*Stated goal*:
Update the listing below by swapping "thickest" for "widest" wherever it appears, and write out all the lines again with nothing else changed.

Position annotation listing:
::::

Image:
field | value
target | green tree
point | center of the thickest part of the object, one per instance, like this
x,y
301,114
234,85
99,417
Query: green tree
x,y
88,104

::::

*Reply*:
Image:
field | value
target | green tree
point | center of the widest part of the object, one per instance, like this
x,y
301,114
234,85
99,417
Query: green tree
x,y
88,104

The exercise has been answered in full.